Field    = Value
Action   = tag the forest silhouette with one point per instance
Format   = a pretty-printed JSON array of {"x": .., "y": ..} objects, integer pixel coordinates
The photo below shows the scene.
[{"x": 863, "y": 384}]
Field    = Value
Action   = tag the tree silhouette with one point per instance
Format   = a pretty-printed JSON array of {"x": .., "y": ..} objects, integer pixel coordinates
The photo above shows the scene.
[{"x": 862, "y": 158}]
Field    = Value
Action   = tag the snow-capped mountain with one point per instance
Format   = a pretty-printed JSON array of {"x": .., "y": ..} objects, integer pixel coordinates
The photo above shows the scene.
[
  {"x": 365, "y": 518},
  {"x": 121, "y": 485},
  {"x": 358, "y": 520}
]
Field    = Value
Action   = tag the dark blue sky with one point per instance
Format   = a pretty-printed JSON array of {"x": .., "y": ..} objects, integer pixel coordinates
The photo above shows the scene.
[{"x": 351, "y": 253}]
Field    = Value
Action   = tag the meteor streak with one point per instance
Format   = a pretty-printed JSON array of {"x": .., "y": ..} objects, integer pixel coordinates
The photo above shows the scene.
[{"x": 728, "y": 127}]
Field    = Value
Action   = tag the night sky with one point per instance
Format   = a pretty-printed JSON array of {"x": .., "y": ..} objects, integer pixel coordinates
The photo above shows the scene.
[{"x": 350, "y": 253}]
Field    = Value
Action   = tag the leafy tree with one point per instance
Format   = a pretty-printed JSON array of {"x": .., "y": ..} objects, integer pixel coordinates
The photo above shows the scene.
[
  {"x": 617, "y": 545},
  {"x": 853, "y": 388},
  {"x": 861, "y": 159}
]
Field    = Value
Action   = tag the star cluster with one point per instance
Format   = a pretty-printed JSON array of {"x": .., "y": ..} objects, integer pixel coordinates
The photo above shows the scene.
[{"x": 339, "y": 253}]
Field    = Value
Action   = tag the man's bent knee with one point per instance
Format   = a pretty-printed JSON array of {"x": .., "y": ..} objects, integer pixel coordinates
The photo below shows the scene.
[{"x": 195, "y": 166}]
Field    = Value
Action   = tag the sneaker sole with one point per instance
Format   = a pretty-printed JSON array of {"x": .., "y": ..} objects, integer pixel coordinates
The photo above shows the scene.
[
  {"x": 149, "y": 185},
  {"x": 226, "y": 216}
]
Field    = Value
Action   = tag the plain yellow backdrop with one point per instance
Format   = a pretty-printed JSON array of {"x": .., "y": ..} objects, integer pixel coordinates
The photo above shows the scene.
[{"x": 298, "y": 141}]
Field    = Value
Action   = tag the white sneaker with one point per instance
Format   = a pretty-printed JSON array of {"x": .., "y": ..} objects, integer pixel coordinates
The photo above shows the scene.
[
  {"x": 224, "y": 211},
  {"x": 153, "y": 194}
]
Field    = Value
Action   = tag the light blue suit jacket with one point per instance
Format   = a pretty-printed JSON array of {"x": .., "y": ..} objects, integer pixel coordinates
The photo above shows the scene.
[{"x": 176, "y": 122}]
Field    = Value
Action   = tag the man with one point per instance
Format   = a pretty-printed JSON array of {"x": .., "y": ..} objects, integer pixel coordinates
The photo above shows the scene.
###
## GIVEN PROBLEM
Reproduce the listing above word for word.

## EXERCISE RESPONSE
Field    = Value
Action   = tag the forest silhouette with one point per instance
Format   = a pretty-printed JSON array of {"x": .., "y": ..} objects, integer pixel coordinates
The photo below shows the scene.
[{"x": 863, "y": 384}]
Field    = Value
Action   = tag the tree silhouette with one point per instance
Format   = a pretty-printed JSON array of {"x": .., "y": ..} objects, integer pixel coordinates
The photo above shows the scene.
[{"x": 862, "y": 158}]
Field    = Value
Action   = tag the snow-capped mountain with one point per instance
Format   = a pretty-printed JSON array of {"x": .., "y": ..} objects, integer pixel coordinates
The photo above shows the scene.
[
  {"x": 365, "y": 518},
  {"x": 121, "y": 485},
  {"x": 358, "y": 520}
]
Field    = Value
Action   = tag the dark blue sky with one point per instance
Format   = a pretty-printed JSON array of {"x": .., "y": ..} objects, integer pixel coordinates
The photo above shows the scene.
[{"x": 351, "y": 253}]
Field    = Value
Action   = tag the meteor streak with one point per instance
Format   = a pretty-printed JSON array of {"x": .., "y": ..} objects, integer pixel coordinates
The photo above shows the scene.
[{"x": 728, "y": 127}]
Field    = Value
Action   = tag the night sky with one point per instance
Format   = a pretty-printed JSON array of {"x": .., "y": ..} objects, integer pixel coordinates
The photo above shows the scene.
[{"x": 350, "y": 253}]
Field    = Value
Action   = tag the leafy tree with one point per instance
Format   = a pretty-printed JSON array of {"x": .., "y": ..} objects, integer pixel coordinates
The photo above shows the scene.
[
  {"x": 617, "y": 545},
  {"x": 853, "y": 388},
  {"x": 861, "y": 159}
]
Field    = Value
Action   = tag the star cluster with one point per instance
Format   = a pretty-printed JSON array of {"x": .., "y": ..} objects, integer pixel coordinates
The photo above shows the scene.
[{"x": 339, "y": 253}]
Field    = Value
Action   = tag the man's bent knee with one point per instance
Format   = a pretty-printed JSON array of {"x": .., "y": ..} objects, integer pixel coordinates
The photo below shows the scene.
[{"x": 195, "y": 166}]
Field    = Value
Action   = tag the sneaker sole with one point per instance
Format   = a pretty-printed JSON array of {"x": .., "y": ..} objects, integer pixel coordinates
The photo above shows the scene.
[
  {"x": 149, "y": 185},
  {"x": 226, "y": 216}
]
Field    = Value
Action   = tag the plain yellow backdrop with one point per instance
Format   = a pretty-printed JSON array of {"x": .., "y": ..} objects, integer pixel coordinates
The photo above shows the scene.
[{"x": 298, "y": 141}]
Field    = Value
Action   = tag the white sneaker with one point per instance
Format   = a pretty-printed JSON array of {"x": .., "y": ..} objects, integer pixel coordinates
The photo above shows the scene.
[
  {"x": 224, "y": 211},
  {"x": 153, "y": 194}
]
Field    = Value
Action   = tag the light blue suit jacket with one point per instance
Format   = a pretty-printed JSON array of {"x": .., "y": ..} objects, integer pixel coordinates
The photo above shows the scene.
[{"x": 176, "y": 122}]
Field    = Value
Action   = tag the man with one point per instance
Format   = a pretty-printed JSON array of {"x": .., "y": ..} objects, integer pixel coordinates
The photo above shows the scene.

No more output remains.